DIRECTIONS FOR THIS TASK :: Format every line of the data below as a Markdown table with the columns "Row" and "Data line", numbering the rows in order and omitting blank lines.

INFORMATION SHOWN ::
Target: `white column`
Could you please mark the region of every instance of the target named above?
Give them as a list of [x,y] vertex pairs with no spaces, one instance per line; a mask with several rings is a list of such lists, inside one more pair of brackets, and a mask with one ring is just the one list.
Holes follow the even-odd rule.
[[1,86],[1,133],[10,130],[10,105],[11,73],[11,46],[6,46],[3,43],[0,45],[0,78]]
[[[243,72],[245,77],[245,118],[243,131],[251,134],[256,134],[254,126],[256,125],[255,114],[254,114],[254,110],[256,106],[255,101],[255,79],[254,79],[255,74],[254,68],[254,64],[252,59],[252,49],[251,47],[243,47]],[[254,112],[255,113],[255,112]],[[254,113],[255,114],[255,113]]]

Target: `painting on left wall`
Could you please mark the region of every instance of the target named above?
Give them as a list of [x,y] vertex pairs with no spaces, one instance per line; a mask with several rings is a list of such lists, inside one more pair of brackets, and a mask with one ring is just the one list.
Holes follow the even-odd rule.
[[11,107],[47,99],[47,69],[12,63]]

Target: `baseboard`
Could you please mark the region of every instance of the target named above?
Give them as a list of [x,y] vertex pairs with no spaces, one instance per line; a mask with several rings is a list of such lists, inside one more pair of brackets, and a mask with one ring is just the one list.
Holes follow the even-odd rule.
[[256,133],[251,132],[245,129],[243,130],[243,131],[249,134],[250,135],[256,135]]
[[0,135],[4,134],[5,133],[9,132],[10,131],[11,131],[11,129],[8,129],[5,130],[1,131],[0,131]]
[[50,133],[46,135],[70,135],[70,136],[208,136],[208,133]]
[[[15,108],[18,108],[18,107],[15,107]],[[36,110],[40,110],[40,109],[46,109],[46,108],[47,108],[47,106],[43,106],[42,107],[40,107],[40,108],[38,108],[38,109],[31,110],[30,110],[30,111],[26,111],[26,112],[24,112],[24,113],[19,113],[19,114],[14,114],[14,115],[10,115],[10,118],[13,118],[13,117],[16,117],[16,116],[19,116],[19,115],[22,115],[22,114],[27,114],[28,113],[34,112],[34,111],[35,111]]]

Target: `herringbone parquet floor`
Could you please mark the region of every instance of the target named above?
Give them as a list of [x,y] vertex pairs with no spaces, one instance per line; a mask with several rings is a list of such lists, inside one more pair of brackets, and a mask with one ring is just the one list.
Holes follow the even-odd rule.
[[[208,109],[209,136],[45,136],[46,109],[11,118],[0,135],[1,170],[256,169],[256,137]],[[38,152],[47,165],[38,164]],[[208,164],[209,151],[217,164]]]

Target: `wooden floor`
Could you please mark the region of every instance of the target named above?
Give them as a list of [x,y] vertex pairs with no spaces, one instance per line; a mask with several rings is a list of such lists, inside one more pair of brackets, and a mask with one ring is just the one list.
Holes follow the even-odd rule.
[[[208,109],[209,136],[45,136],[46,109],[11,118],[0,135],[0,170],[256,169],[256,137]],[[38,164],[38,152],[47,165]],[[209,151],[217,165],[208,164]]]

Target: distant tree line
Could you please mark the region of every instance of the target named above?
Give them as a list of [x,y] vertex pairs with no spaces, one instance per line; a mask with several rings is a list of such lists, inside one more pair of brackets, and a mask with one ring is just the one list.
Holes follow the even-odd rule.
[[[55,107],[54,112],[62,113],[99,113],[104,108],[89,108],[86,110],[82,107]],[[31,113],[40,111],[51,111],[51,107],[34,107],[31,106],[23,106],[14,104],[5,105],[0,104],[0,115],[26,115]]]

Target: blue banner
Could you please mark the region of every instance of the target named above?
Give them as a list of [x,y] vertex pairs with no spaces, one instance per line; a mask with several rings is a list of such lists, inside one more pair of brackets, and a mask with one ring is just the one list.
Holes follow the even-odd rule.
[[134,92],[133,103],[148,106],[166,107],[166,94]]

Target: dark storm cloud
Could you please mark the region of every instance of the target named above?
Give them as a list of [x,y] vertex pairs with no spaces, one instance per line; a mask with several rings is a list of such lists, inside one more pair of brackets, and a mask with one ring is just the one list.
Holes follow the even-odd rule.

CORRECT RESULT ::
| Row | Data line |
|---|---|
| 1 | Target: `white column` |
| 2 | Could you please mark the region of every instance of the target named above? |
| 3 | Give them as a list of [x,y] vertex pairs with no spaces, one instance per line; a mask with several rings is a list of such lists, inside one more pair of brackets, and a mask with one ring is just the one list. |
| 4 | Holes follow the even-odd rule. |
| 5 | [[1,86],[1,133],[10,130],[10,105],[11,73],[11,46],[6,46],[3,43],[0,45],[0,78]] |
| 6 | [[[243,72],[245,77],[245,118],[243,131],[251,134],[256,134],[254,126],[256,125],[255,114],[254,114],[254,110],[256,106],[255,101],[255,79],[254,79],[255,74],[254,68],[254,64],[252,59],[252,49],[251,47],[243,47]],[[254,112],[255,113],[255,112]],[[254,113],[255,114],[255,113]]] |
| 7 | Target: `painting on left wall` |
| 8 | Could you please mark the region of every instance of the target named above? |
| 9 | Give them as a list of [x,y] vertex pairs with no spaces, one instance per line; a mask with several rings is a list of such lists, inside one more pair of brackets, and a mask with one ring is just the one list. |
| 10 | Holes follow the even-odd rule. |
| 11 | [[11,107],[47,99],[47,69],[12,63]] |
| 12 | Target: `baseboard` |
| 13 | Could you please mark the region of every instance of the target named above? |
| 14 | Give them as a list of [x,y] vertex pairs with no spaces, one instance per line; a mask with several rings is a list of such lists, inside one more pair of brackets, and a mask with one ring is just the one list. |
| 15 | Holes follow the even-odd rule. |
| 16 | [[256,133],[251,132],[245,129],[243,130],[243,131],[249,134],[250,135],[256,135]] |
| 17 | [[0,135],[4,134],[5,133],[9,132],[10,131],[11,131],[11,129],[8,129],[5,130],[1,131],[0,131]] |
| 18 | [[50,133],[46,135],[70,135],[70,136],[208,136],[208,133]] |
| 19 | [[[15,108],[18,108],[18,107],[15,107]],[[36,110],[40,110],[40,109],[46,109],[46,108],[47,108],[47,106],[43,106],[42,107],[40,107],[40,108],[38,108],[38,109],[31,110],[30,110],[30,111],[26,111],[26,112],[24,112],[24,113],[19,113],[19,114],[14,114],[14,115],[10,115],[10,118],[13,118],[13,117],[16,117],[16,116],[19,116],[19,115],[22,115],[22,114],[27,114],[28,113],[34,112],[34,111],[35,111]]] |
| 20 | Target: `herringbone parquet floor` |
| 21 | Could you please mark the region of every instance of the target named above? |
| 22 | Give them as a list of [x,y] vertex pairs with no spaces, one instance per line; a mask with several rings is a list of such lists, inside one more pair of brackets, and a mask with one ring is just the one list. |
| 23 | Holes follow the even-odd rule. |
| 24 | [[[208,109],[209,136],[45,136],[46,109],[11,118],[0,135],[1,170],[256,169],[256,137]],[[38,152],[47,165],[38,164]],[[208,164],[209,151],[217,164]]] |
| 25 | Target: `wooden floor` |
| 26 | Could you please mark the region of every instance of the target named above? |
| 27 | Give them as a list of [x,y] vertex pairs with no spaces, one instance per line; a mask with several rings is a list of such lists, inside one more pair of brackets, and a mask with one ring is just the one list. |
| 28 | Holes follow the even-odd rule. |
| 29 | [[[208,109],[209,136],[45,136],[46,109],[11,118],[0,135],[0,170],[256,169],[256,137]],[[38,164],[38,152],[47,165]],[[209,151],[217,165],[208,164]]] |
| 30 | Target: distant tree line |
| 31 | Could you please mark the region of every instance of the target named above? |
| 32 | Give them as a list of [x,y] vertex pairs with no spaces, one instance per line; a mask with several rings is a list of such lists, inside one more pair of brackets, and a mask with one ring is just the one list. |
| 33 | Holes follow the even-odd rule. |
| 34 | [[[55,107],[54,112],[62,113],[99,113],[104,108],[89,108],[86,110],[82,107]],[[31,113],[40,111],[51,111],[51,107],[34,107],[31,106],[23,106],[14,104],[5,105],[0,104],[0,115],[26,115]]] |
| 35 | Target: blue banner |
| 36 | Could you please mark the region of every instance of the target named above? |
| 37 | Give them as a list of [x,y] vertex pairs with no spaces, one instance per line; a mask with several rings is a list of such lists, inside one more pair of brackets, and a mask with one ring is just the one list. |
| 38 | Holes follow the even-odd rule. |
| 39 | [[134,92],[133,103],[148,106],[166,107],[166,94]] |
| 40 | Target: dark storm cloud |
| 41 | Could you please mark the region of every instance of the target named above? |
| 42 | Give them as a list of [x,y] vertex pairs with no spaces, one instance per line; a mask with several rings is a list of such lists, inside one more pair of brackets, and a mask with one ring is just the one list. |
| 43 | Holes follow the even-odd rule. |